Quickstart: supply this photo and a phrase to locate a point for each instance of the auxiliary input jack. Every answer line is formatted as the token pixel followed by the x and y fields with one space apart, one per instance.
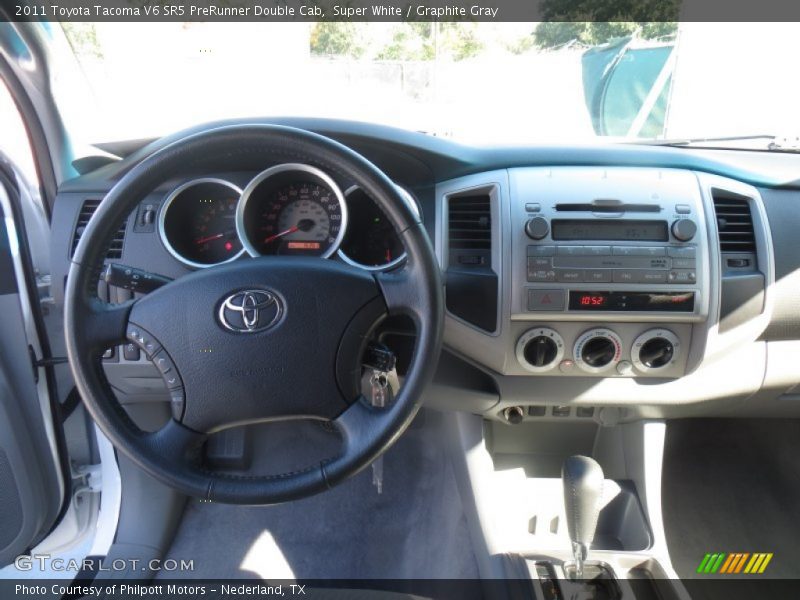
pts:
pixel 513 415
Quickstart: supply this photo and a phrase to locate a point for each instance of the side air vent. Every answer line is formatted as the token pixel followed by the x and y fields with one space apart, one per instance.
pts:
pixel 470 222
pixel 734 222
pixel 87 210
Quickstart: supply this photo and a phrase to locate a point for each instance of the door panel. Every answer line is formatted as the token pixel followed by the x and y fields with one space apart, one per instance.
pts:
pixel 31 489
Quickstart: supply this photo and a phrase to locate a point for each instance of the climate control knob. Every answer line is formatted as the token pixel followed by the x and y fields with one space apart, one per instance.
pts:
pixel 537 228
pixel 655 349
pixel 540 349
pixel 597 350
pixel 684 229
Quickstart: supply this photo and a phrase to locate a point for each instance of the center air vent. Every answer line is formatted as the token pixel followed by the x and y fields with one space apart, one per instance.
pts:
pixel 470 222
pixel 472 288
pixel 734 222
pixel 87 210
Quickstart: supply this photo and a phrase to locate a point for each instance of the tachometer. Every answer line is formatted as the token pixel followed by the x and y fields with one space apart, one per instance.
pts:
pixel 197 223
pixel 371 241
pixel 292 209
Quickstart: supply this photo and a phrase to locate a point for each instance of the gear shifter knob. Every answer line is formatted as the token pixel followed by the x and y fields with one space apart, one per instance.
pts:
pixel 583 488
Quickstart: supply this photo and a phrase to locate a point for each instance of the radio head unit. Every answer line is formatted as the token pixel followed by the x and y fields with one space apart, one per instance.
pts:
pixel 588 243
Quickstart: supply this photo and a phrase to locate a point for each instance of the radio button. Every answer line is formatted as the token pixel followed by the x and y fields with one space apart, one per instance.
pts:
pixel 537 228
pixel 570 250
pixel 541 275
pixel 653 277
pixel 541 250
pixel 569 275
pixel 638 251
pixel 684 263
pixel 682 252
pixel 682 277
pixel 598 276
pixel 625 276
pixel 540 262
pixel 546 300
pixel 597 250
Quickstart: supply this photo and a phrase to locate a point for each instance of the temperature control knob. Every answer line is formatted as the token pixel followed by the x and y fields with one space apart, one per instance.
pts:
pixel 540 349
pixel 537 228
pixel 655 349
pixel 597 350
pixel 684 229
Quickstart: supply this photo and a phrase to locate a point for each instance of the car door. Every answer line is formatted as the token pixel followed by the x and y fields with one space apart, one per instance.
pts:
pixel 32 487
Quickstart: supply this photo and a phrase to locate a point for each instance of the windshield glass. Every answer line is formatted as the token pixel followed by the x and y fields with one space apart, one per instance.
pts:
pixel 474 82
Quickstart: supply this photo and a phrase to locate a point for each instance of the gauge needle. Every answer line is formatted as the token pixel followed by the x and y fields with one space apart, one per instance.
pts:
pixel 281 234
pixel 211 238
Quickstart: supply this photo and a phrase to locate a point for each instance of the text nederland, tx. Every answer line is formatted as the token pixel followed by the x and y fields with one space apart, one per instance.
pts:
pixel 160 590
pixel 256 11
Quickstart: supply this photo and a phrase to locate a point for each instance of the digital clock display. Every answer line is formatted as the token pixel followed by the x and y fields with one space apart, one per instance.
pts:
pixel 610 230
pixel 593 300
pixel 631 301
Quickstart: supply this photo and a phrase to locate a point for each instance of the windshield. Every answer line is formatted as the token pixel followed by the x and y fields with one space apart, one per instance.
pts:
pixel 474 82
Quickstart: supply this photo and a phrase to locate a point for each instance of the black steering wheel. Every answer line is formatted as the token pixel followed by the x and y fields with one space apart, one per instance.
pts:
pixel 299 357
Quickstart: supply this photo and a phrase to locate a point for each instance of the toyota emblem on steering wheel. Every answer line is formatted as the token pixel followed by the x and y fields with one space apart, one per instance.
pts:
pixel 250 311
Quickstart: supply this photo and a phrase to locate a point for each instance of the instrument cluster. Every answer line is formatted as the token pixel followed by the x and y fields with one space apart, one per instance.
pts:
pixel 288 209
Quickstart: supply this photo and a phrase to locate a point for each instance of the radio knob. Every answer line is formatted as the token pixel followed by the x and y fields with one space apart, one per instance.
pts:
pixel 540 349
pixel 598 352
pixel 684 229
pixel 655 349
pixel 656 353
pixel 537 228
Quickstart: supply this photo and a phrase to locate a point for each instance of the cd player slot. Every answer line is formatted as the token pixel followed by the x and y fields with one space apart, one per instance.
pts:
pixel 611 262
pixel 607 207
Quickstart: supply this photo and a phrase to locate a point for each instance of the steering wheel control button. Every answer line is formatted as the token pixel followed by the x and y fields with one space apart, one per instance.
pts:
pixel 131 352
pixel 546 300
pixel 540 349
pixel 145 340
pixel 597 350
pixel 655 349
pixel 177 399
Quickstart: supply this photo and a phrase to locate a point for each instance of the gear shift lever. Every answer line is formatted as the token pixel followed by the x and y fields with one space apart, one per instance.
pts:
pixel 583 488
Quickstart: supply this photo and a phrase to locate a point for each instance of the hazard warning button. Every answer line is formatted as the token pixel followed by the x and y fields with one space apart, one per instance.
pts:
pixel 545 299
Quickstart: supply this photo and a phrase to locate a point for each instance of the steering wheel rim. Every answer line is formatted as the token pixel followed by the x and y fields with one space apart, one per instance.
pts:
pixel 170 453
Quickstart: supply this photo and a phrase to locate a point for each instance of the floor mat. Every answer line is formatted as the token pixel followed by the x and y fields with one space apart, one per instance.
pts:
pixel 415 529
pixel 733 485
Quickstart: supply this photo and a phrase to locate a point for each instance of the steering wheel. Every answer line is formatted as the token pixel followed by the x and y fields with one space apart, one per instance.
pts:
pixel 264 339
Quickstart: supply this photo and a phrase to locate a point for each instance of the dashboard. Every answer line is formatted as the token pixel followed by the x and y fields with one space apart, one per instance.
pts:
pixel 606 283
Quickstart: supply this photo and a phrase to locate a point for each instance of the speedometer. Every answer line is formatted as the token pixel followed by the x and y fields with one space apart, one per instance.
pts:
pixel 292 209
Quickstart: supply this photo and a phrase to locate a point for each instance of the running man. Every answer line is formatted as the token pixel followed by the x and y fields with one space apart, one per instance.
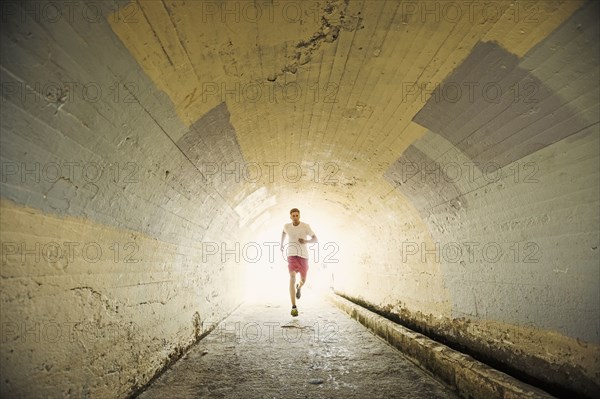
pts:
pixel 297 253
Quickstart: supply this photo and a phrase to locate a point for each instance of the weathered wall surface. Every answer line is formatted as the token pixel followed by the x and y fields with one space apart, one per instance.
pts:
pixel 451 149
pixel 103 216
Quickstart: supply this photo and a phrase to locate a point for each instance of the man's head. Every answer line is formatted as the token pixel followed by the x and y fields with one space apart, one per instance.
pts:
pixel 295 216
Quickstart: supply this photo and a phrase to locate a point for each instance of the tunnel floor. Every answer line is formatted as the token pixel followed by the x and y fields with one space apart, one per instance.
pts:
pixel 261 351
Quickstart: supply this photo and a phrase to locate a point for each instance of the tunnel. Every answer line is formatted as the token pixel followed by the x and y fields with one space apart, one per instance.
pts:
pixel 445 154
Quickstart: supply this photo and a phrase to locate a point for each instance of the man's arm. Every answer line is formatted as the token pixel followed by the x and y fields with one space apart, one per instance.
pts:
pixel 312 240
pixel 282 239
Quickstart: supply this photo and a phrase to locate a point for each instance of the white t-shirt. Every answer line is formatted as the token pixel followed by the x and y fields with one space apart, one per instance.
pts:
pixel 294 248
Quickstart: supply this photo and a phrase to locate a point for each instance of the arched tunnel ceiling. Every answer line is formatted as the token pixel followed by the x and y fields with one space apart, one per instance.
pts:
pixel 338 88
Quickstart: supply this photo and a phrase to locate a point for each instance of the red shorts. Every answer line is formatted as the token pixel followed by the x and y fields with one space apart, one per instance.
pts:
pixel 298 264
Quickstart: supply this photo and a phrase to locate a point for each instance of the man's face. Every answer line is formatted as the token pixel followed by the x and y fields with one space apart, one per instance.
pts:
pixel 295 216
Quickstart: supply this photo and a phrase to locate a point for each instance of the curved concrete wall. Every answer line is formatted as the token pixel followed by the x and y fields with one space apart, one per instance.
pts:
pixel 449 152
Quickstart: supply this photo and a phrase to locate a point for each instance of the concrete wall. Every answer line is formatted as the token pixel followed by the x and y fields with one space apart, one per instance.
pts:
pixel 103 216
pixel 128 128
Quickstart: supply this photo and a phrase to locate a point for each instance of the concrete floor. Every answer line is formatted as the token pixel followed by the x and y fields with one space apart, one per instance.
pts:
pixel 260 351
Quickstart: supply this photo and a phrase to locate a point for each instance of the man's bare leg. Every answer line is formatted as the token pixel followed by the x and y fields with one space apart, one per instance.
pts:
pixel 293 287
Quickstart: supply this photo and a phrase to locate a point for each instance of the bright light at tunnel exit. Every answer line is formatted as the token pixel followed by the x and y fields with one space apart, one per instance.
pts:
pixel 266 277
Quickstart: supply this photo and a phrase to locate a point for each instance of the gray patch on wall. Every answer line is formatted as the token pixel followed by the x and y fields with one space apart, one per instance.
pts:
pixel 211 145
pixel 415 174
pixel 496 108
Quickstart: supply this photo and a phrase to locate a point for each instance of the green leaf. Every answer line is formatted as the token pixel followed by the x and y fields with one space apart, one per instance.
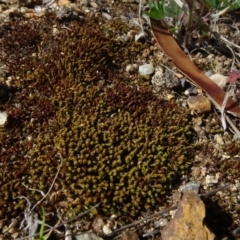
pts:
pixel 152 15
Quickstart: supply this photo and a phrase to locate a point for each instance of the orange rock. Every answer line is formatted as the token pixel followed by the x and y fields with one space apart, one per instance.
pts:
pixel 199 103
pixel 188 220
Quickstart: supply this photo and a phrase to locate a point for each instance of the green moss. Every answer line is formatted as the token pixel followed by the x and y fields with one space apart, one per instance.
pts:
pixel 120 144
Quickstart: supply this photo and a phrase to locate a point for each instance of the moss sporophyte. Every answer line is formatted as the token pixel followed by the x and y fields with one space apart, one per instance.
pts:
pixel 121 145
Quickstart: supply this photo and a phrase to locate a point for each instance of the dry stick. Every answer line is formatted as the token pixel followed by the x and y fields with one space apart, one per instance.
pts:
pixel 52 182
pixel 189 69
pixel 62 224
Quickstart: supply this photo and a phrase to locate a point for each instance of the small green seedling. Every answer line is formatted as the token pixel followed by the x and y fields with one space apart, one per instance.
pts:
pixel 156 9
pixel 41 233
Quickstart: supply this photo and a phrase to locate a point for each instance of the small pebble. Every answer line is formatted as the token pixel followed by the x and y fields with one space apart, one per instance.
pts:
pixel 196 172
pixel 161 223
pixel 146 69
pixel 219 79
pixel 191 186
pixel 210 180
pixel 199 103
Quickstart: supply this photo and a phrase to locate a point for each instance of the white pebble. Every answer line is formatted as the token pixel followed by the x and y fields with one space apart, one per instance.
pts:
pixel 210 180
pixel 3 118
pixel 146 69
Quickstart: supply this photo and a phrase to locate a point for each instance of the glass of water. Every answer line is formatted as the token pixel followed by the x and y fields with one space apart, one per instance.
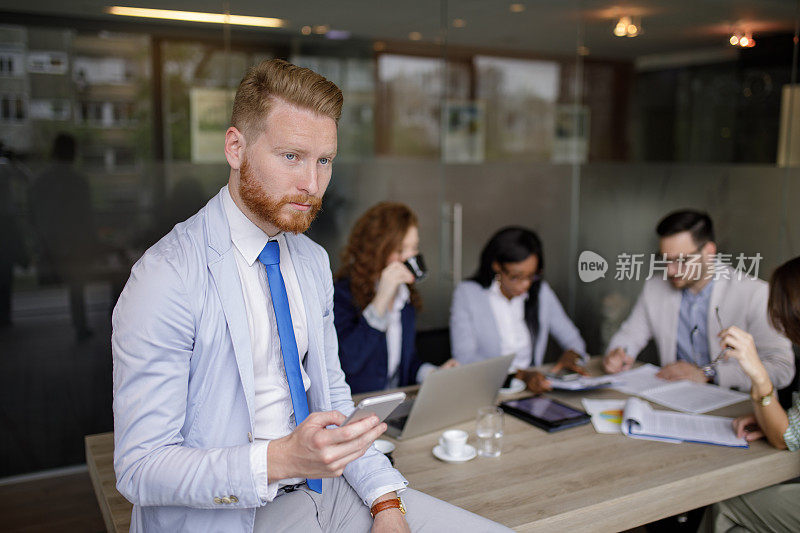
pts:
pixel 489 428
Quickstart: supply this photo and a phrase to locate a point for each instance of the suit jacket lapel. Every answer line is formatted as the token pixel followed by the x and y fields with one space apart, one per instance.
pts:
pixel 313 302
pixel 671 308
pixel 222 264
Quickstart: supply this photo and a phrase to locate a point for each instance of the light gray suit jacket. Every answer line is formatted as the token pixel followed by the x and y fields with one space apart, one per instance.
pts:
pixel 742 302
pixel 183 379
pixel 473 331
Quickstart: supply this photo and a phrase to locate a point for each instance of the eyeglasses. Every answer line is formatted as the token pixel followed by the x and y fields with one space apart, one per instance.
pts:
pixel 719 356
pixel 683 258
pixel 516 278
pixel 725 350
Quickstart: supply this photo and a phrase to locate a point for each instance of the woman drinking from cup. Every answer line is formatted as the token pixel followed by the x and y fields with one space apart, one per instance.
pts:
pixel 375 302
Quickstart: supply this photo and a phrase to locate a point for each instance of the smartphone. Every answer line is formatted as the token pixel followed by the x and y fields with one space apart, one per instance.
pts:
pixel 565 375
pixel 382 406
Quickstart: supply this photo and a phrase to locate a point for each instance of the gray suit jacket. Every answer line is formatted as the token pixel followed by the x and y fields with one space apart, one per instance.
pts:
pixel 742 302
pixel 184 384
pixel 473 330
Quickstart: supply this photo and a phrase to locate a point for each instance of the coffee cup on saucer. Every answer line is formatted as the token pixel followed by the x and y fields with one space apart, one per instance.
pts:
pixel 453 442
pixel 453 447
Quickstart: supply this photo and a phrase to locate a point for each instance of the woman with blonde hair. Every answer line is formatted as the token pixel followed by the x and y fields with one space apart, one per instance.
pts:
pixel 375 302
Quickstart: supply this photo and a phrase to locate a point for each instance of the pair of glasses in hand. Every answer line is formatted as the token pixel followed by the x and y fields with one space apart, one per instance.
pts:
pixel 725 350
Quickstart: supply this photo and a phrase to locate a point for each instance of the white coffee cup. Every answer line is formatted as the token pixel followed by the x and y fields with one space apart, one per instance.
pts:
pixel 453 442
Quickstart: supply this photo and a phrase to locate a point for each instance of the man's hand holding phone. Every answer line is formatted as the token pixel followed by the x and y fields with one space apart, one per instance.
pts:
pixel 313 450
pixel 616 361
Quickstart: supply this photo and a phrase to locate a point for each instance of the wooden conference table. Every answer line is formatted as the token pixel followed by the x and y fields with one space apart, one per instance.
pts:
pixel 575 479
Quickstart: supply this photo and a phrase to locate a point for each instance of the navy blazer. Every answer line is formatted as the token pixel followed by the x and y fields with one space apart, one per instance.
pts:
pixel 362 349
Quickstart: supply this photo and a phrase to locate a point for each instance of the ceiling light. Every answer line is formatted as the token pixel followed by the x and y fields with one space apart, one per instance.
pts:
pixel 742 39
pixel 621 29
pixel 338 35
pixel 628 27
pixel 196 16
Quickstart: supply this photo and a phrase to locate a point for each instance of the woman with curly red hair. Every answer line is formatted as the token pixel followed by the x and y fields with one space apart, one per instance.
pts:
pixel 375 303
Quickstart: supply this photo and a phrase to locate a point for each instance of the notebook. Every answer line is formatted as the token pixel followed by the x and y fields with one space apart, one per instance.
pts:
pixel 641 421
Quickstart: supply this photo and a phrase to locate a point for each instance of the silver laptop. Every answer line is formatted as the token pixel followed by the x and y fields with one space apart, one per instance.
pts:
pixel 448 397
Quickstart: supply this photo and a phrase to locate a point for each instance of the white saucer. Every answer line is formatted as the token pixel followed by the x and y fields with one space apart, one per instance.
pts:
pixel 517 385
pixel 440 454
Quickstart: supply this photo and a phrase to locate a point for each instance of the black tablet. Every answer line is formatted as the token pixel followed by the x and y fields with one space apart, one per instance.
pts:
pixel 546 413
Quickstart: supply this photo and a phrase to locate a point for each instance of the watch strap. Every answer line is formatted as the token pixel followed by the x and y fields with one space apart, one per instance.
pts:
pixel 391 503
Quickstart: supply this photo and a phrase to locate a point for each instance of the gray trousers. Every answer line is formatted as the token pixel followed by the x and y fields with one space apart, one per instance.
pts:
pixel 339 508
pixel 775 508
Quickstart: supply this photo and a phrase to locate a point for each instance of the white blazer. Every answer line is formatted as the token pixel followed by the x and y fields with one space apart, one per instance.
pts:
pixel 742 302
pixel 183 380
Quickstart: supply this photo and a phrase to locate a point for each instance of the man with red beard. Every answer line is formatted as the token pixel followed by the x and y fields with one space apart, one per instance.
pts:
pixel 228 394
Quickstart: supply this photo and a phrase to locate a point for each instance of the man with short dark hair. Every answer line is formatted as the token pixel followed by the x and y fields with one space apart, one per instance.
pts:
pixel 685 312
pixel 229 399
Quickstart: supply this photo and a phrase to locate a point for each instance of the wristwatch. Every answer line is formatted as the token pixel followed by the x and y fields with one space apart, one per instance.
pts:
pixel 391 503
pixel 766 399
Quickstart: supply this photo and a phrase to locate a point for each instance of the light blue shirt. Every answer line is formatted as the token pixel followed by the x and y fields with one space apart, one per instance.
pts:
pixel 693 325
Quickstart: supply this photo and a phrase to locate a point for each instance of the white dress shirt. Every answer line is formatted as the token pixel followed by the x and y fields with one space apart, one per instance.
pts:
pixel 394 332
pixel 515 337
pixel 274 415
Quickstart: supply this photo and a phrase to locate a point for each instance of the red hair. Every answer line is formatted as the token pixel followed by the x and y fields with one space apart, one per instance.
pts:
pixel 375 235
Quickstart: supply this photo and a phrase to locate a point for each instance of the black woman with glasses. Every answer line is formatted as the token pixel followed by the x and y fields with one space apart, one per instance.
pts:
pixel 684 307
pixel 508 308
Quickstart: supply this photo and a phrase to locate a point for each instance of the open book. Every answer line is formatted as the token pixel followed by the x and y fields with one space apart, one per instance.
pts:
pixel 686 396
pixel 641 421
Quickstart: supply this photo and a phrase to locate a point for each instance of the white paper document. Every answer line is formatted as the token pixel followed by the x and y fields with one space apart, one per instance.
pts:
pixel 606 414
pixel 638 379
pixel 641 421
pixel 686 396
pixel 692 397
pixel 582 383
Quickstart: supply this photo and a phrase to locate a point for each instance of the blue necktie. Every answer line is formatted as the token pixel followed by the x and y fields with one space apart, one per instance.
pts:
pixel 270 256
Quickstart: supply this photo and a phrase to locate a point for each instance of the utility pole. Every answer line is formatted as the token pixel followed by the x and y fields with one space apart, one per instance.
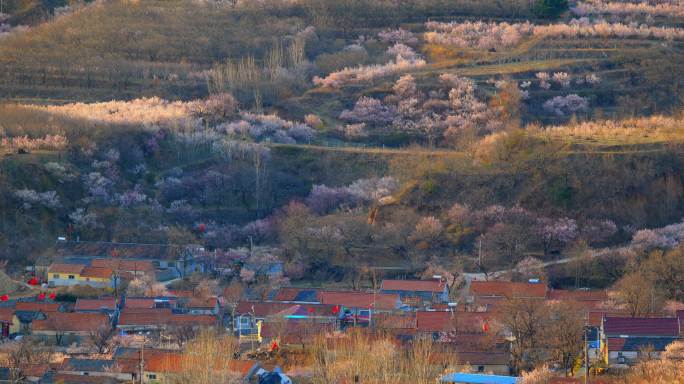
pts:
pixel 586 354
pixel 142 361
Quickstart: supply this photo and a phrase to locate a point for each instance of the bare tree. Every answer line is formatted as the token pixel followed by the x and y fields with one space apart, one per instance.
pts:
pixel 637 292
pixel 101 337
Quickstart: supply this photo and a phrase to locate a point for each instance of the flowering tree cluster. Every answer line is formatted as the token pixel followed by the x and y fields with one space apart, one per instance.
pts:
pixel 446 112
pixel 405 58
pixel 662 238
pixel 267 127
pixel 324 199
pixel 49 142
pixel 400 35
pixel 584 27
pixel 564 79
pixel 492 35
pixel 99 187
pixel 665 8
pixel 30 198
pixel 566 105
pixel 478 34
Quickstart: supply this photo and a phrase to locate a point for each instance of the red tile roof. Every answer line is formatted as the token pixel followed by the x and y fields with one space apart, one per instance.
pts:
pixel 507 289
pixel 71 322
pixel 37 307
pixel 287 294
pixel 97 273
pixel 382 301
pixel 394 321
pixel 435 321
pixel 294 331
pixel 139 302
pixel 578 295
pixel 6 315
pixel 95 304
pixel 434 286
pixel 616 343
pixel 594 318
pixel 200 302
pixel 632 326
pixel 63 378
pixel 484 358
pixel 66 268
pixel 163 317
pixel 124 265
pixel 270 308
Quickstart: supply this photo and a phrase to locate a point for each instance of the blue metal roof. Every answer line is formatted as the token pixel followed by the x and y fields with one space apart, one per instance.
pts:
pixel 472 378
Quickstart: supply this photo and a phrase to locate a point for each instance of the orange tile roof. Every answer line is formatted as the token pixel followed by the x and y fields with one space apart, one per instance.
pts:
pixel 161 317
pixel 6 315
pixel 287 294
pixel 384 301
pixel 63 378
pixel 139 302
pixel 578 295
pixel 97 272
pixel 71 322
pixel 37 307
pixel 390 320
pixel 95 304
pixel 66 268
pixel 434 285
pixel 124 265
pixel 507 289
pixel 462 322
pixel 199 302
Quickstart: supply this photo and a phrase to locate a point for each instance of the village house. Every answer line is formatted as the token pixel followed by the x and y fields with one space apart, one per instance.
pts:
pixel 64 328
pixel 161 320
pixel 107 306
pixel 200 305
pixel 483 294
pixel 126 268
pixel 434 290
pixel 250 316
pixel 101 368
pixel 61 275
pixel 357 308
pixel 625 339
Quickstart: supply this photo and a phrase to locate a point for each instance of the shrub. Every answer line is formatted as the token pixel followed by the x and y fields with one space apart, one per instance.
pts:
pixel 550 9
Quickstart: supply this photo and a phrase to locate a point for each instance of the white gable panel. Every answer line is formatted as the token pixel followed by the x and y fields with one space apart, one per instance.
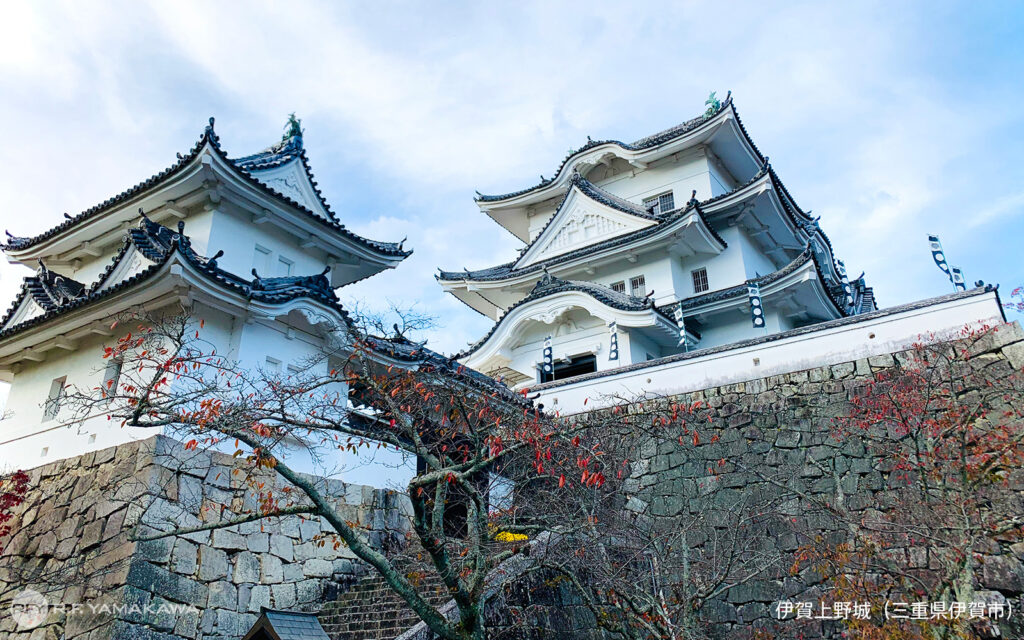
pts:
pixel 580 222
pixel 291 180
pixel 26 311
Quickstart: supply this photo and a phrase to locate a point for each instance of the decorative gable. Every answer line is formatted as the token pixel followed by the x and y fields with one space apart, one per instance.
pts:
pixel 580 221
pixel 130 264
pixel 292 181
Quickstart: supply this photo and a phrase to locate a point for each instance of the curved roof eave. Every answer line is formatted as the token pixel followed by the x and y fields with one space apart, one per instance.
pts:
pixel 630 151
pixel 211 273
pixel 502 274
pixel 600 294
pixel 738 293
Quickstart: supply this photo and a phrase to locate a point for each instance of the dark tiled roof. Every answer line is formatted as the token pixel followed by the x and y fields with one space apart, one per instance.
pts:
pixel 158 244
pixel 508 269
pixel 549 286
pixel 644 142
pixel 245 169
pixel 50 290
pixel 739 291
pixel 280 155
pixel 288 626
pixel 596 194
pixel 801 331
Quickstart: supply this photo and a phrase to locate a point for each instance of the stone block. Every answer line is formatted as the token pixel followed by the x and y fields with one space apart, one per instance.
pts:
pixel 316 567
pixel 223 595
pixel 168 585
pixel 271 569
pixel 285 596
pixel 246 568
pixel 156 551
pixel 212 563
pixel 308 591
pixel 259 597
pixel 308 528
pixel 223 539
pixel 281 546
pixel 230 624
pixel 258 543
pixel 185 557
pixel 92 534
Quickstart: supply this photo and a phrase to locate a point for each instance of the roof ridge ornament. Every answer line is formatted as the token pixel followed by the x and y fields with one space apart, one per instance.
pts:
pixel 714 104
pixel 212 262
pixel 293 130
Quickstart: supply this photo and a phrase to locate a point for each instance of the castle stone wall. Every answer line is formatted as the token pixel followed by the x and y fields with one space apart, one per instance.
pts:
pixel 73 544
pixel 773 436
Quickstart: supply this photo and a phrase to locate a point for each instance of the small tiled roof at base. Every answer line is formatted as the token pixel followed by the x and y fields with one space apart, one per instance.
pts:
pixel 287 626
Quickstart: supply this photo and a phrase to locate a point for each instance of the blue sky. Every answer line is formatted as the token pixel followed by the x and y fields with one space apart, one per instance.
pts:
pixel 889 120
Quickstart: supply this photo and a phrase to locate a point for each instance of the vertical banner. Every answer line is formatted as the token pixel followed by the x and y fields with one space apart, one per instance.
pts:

+ + + +

Exercise objective -
Give back the lines of the listing from the one with "of the stone" through the end, both included, exactly as written and with nothing added.

In response -
Quickstart: supply this photo and a phrase to locate a point for each instance of the stone block. Every answer line is formatted as the token pixel followed by the x and y fields with one space apart, one per instance.
pts:
pixel 316 567
pixel 223 595
pixel 168 585
pixel 271 569
pixel 285 596
pixel 246 568
pixel 156 551
pixel 212 563
pixel 308 591
pixel 259 597
pixel 308 528
pixel 223 539
pixel 281 546
pixel 230 624
pixel 258 543
pixel 185 557
pixel 92 534
Quickstart: supply this photo and a phrase to locate a point for each instance of the roof ridge ornament. Every answer line is formatted as the token pixel followed by the x and y fields with one space apart, one per instance.
pts:
pixel 714 104
pixel 212 262
pixel 293 130
Quickstart: supply this photo and a phrase to locate a point for each instance of the castle stone wall. Every answer line is formatted as the token pixel followed by the x and y fields with one space apart, one per instance.
pts:
pixel 73 544
pixel 773 436
Quickstart: supply this photo and a phrase to locate a point for each instance of the small tiled roof at base. Every answer line is formatted as the token pixel followed by the x and y fields with one space apart, one per instance.
pts:
pixel 287 626
Quickstart: supply this photo and a phrase to locate a point for each instance of the blue sky. Every answer line is formatted as the token pixel followed by the x and y fields with one space apart, one per instance.
pts:
pixel 889 120
Quickstart: supply this photo and a phrase to locate a point for each instance of the vertical banner. Every answer line is formatted as the token pixel followed by the x and y fields with one space apart, one per instance.
pts:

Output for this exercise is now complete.